■ Problem to work on
Reproduce verbatim the lines from the first one below through the line containing "pixel 353 132", with both ends included.

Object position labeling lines
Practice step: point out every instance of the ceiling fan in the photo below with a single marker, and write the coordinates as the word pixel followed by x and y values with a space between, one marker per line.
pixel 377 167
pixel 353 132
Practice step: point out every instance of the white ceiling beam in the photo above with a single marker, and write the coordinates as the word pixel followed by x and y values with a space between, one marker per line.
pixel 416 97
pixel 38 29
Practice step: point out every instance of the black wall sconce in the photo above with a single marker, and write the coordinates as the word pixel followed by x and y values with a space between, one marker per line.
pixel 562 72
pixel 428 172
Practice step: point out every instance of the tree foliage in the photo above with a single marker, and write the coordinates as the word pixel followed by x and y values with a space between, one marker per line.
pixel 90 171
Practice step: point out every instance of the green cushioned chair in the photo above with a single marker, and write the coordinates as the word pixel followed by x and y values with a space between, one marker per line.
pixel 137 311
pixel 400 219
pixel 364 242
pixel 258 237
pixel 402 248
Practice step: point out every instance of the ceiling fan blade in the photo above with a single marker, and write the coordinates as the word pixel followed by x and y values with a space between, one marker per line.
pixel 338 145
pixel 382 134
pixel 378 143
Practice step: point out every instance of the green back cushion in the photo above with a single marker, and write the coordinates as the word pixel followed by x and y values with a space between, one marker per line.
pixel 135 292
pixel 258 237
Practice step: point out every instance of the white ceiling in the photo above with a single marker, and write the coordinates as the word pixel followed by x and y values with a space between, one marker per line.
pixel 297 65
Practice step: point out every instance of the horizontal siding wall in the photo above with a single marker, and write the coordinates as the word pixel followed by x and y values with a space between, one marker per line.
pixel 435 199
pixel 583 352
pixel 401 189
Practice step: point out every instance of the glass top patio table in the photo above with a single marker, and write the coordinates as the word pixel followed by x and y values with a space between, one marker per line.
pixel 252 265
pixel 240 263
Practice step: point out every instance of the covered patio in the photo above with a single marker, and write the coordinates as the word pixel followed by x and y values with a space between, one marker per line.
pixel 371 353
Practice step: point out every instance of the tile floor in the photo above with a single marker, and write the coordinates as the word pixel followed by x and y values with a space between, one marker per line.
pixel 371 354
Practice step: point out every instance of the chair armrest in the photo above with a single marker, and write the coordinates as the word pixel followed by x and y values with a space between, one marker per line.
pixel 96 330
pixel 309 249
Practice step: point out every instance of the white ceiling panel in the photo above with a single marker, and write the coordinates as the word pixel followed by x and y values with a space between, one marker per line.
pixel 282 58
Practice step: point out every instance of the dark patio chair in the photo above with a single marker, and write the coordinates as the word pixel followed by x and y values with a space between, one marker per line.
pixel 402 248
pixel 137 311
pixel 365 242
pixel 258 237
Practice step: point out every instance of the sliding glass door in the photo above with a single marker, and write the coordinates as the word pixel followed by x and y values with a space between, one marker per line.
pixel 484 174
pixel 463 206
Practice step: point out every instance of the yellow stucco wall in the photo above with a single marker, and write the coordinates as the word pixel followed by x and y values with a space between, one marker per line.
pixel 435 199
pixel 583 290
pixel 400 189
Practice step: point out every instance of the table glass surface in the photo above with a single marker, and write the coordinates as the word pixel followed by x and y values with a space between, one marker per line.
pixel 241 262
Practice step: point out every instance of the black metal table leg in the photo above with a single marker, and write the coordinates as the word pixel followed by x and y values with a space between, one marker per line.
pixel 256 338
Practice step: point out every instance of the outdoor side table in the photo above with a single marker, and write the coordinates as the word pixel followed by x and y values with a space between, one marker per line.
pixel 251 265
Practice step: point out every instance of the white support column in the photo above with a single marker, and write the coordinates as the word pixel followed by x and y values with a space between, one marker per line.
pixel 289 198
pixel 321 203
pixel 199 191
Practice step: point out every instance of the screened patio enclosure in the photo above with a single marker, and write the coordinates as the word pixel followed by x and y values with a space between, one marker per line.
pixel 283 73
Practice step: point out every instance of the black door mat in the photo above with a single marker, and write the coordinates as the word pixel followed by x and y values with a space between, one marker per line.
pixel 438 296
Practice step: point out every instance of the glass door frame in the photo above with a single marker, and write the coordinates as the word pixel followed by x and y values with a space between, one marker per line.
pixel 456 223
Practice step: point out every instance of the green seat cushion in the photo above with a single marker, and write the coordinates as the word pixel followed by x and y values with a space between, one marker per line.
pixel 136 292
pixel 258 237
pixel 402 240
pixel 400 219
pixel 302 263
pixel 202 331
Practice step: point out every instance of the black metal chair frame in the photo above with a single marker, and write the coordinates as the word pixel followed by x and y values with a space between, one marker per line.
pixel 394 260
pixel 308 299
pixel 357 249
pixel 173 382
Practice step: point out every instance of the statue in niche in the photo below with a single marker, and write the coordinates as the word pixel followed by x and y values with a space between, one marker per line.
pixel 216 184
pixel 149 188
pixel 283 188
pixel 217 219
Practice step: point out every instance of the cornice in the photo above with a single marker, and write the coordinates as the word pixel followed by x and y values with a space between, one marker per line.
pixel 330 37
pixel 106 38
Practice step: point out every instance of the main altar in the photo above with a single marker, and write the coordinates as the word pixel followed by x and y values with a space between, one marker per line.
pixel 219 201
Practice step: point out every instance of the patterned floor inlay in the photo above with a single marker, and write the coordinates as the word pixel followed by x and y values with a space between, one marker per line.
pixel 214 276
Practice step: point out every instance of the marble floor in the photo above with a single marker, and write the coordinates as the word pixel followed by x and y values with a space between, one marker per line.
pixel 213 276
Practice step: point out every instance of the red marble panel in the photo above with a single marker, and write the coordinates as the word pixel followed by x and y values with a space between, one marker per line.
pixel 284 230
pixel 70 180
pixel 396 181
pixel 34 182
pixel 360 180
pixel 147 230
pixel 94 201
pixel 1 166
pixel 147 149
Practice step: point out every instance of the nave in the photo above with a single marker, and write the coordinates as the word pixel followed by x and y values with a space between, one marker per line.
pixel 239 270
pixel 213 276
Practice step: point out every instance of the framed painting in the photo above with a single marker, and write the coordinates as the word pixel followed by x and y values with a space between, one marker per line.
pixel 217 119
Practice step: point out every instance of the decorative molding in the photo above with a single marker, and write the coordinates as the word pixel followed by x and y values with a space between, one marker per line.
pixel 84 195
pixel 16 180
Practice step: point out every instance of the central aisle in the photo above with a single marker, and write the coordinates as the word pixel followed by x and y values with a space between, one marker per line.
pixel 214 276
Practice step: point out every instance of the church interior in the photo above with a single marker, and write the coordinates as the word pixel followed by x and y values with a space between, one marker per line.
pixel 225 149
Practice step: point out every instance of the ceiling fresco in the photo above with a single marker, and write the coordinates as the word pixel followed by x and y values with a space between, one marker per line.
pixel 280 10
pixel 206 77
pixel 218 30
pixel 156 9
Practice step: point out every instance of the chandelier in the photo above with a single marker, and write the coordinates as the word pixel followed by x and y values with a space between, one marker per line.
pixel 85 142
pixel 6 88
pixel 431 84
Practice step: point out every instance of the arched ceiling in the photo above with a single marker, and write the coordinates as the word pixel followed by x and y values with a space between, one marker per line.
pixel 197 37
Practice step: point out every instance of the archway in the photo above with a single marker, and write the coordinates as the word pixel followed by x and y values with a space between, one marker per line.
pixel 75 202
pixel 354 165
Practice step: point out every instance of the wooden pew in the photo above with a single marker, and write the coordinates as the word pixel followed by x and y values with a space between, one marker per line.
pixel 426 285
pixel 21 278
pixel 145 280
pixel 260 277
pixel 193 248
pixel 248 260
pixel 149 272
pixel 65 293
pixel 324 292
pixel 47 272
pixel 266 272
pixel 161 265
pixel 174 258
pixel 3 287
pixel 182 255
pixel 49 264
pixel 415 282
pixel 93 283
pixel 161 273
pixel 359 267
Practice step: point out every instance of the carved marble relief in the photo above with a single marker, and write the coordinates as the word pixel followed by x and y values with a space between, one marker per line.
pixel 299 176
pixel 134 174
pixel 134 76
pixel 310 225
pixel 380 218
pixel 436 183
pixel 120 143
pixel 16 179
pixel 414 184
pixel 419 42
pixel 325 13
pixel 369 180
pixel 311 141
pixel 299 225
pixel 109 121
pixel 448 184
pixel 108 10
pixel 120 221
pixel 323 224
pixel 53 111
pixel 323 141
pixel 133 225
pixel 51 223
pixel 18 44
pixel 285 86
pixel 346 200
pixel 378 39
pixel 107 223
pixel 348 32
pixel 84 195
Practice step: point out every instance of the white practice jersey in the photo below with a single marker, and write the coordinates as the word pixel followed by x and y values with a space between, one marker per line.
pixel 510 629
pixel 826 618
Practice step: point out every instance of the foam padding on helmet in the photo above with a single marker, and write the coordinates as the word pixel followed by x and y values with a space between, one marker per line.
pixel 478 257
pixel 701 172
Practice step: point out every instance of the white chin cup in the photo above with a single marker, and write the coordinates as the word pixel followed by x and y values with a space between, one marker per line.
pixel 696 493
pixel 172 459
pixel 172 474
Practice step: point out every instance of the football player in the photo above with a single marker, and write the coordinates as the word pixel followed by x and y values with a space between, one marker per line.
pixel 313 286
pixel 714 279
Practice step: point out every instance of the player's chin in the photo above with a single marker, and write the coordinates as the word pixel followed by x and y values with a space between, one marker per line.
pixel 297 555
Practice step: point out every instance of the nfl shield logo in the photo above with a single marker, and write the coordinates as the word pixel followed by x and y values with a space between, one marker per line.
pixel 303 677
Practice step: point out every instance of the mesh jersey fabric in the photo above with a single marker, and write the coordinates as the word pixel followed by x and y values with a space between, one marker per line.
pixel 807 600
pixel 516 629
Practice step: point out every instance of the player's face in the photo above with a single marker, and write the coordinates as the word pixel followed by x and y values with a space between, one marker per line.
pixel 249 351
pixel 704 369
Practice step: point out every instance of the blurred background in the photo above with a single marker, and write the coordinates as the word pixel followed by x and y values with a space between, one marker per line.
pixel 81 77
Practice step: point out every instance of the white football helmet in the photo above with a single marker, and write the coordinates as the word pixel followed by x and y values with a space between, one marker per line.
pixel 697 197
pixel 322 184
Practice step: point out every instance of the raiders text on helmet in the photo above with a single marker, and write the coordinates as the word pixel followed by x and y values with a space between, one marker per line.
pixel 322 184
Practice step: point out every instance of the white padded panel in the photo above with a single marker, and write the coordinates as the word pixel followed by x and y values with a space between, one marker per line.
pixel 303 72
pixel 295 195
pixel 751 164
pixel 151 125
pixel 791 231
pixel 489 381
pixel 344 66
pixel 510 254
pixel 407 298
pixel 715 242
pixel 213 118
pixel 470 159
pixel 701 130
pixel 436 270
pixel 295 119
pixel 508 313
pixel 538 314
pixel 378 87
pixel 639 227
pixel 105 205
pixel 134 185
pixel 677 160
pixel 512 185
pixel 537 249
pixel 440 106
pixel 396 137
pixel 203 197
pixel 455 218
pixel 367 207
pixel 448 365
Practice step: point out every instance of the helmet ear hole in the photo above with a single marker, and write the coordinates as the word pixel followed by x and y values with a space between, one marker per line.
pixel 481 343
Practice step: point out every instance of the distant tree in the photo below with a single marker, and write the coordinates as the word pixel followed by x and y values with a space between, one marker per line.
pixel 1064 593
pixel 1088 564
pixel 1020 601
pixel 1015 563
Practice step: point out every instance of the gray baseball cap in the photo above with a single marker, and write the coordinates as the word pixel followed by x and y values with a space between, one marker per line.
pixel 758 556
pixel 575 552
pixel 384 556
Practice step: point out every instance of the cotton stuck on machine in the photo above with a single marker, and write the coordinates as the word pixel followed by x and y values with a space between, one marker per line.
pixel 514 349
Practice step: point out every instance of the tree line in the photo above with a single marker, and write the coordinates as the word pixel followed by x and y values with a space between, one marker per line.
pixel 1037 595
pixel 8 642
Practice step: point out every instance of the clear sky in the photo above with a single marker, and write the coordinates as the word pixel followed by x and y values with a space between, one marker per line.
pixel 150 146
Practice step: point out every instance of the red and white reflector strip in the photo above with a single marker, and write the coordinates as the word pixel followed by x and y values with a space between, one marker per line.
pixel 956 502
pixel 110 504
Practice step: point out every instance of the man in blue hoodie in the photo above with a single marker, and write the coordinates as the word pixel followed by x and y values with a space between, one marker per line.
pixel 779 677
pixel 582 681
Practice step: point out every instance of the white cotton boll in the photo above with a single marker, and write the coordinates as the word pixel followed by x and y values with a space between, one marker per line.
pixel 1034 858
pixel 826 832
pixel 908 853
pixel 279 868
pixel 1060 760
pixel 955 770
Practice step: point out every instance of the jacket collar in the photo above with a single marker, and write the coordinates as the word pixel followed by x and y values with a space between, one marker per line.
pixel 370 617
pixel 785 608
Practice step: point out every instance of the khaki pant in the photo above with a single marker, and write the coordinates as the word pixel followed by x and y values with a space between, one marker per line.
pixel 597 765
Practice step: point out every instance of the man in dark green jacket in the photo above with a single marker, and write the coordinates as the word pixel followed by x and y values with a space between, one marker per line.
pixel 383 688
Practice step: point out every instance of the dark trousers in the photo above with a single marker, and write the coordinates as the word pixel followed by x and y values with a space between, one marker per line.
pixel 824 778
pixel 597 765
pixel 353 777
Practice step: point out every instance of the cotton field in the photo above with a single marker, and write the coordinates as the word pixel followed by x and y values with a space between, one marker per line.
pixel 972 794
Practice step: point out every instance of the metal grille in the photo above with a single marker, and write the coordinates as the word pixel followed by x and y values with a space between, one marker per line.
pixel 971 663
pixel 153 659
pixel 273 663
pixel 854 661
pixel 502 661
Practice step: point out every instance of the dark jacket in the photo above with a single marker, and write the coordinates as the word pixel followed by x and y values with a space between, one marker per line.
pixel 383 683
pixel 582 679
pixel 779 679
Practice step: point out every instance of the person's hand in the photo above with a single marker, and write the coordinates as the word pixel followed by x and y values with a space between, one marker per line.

■ Result
Practice step: point out every instance of the ceiling fan in the photo below with a single marker, and write the coordinates as the word pixel followed by x and y values with a space between, one marker per line.
pixel 377 167
pixel 353 132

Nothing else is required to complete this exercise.